## Work to do
Can you repeat every line from the one containing "of the pastry" through the end of the material, requests included, and rescale each answer coordinate by 2.4, rounding to whole numbers with halves going up? Leave the numbers inside the requests as they are.

** BEGIN Records supplied **

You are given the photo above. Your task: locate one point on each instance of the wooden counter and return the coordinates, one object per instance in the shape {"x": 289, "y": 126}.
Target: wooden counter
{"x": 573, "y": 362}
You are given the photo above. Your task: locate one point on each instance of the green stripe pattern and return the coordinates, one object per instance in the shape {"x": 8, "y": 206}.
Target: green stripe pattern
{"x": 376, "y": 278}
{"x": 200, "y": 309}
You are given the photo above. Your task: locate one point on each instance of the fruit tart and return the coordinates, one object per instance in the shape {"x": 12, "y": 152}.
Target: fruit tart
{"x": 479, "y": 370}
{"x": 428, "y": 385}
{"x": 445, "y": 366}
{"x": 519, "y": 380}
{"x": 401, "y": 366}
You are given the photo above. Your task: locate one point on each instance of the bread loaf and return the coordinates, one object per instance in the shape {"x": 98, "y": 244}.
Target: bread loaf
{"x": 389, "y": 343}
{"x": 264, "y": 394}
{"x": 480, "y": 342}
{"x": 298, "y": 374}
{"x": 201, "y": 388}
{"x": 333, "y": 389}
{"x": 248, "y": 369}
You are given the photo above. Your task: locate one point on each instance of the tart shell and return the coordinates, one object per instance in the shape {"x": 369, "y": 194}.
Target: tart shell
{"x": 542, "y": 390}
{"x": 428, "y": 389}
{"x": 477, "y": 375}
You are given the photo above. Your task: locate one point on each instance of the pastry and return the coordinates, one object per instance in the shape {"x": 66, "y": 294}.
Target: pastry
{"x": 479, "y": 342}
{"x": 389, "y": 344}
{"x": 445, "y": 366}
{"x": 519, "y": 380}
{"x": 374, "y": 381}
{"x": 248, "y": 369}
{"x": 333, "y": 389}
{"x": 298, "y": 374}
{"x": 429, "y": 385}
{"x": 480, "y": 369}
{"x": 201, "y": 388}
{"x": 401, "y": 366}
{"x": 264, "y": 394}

** END Records supplied **

## Response to this task
You are given the photo above. Your task: locate one point on each instance of the pastry and return the coordinates, one object per instance in the shape {"x": 66, "y": 294}.
Target: pastry
{"x": 1150, "y": 821}
{"x": 934, "y": 826}
{"x": 1068, "y": 878}
{"x": 1246, "y": 912}
{"x": 898, "y": 914}
{"x": 595, "y": 886}
{"x": 799, "y": 934}
{"x": 715, "y": 898}
{"x": 1030, "y": 924}
{"x": 1152, "y": 886}
{"x": 482, "y": 931}
{"x": 962, "y": 878}
{"x": 634, "y": 946}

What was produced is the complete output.